Write out every line of the records below, with all their text kept, and shift each point by adding 89 to both of its coordinates. Leave the pictures out.

════════

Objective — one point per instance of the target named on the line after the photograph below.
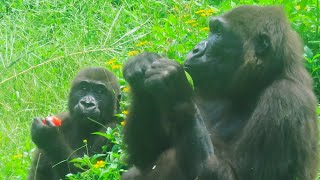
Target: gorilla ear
(262, 44)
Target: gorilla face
(217, 57)
(91, 100)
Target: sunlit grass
(44, 43)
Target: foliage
(43, 43)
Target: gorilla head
(248, 45)
(94, 95)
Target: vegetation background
(43, 43)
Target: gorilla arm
(283, 123)
(164, 119)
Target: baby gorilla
(93, 101)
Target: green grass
(43, 43)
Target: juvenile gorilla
(251, 115)
(93, 101)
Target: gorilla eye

════════

THE OUTPUT:
Objective — one point per instance of the target named on the line after the photograph below.
Target: gorilla ear
(351, 133)
Target: gorilla face
(306, 146)
(180, 189)
Target: sunlit grass
(133, 132)
Target: foliage
(132, 132)
Target: gorilla head
(337, 134)
(183, 184)
Target: vegetation background
(132, 132)
Target: gorilla arm
(372, 212)
(253, 208)
Target: baby gorilla
(182, 190)
Target: green grass
(132, 132)
Target: juvenile gorilla
(340, 204)
(182, 190)
Target: gorilla eye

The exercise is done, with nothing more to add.